_INSTRUCTIONS FOR THE TASK:_ Summarize the article on the hate crimes bill in exactly two sentences.

Public contributions invited for new bill to prevent hate crimes

OCTOBER 25, 2016

Justice and Correctional Services Minister Michael Masutha has called on South Africans to make their contributions to the Prevention and Combating of Hate Crimes and Hate Speech Bill.

Speaking during a media briefing on Monday in Pretoria, Minister Masutha said the bill will assist in dealing with recurring incidences of racial, xenophobic and related intolerances.

“We are clear that this Bill itself may not end racism and other intolerances but will create an instrument that will hold those guilty of committing acts accountable before the law,” Minister Masutha said.

He said a hate crime is committed if a person commits any recognised offence, that is a common law or statutory offence (referred to as the “base crime or offence”) and the commission of that offence is motivated by unlawful bias, prejudice or intolerance.  

The base offences most often committed against victims of hate crimes are offences relating to the physical and emotional integrity of the person, as well as offences against the property of the victims, for instance murder, attempted murder, rape, assault in all its various manifestations, robbery, housebreaking, malicious damage to property, crimen injuria and arson.

“The prejudice, bias or intolerance towards the victim of the hate crime would be because of one or more of the following characteristics, or perceived characteristics, of the victim or the victim’s next of kin: Race, gender, sex, ethnic or social origin, colour, sexual orientation, religion, belief, culture, language, birth, HIV status, nationality, gender identity, intersex, albinism and occupation or trade,” the Minister said.

Minister Masutha said although nationality, gender identity, HIV status, albinism, intersex and occupation or trade are not expressly mentioned in section 9(3) of the country’s constitution, it has been argued that it should be included in the bill because of the hate crimes that have been committed on the basis of these grounds.

_SUPPLIED MATERIAL:_

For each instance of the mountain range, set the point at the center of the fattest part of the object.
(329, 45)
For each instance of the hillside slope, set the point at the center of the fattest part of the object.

_RESULT OF THE TASK:_ Justice and Correctional Services Minister Michael Masutha has invited South Africans to contribute to the Prevention and Combating of Hate Crimes and Hate Speech Bill. He said the bill may not end racism but will help address recurring racial, xenophobic and related intolerances by holding offenders accountable, and he defined a hate crime as a recognized common law or statutory offense motivated by unlawful bias, prejudice or intolerance toward characteristics of the victim or the victim's next of kin, such as race, religion, nationality, HIV status or albinism.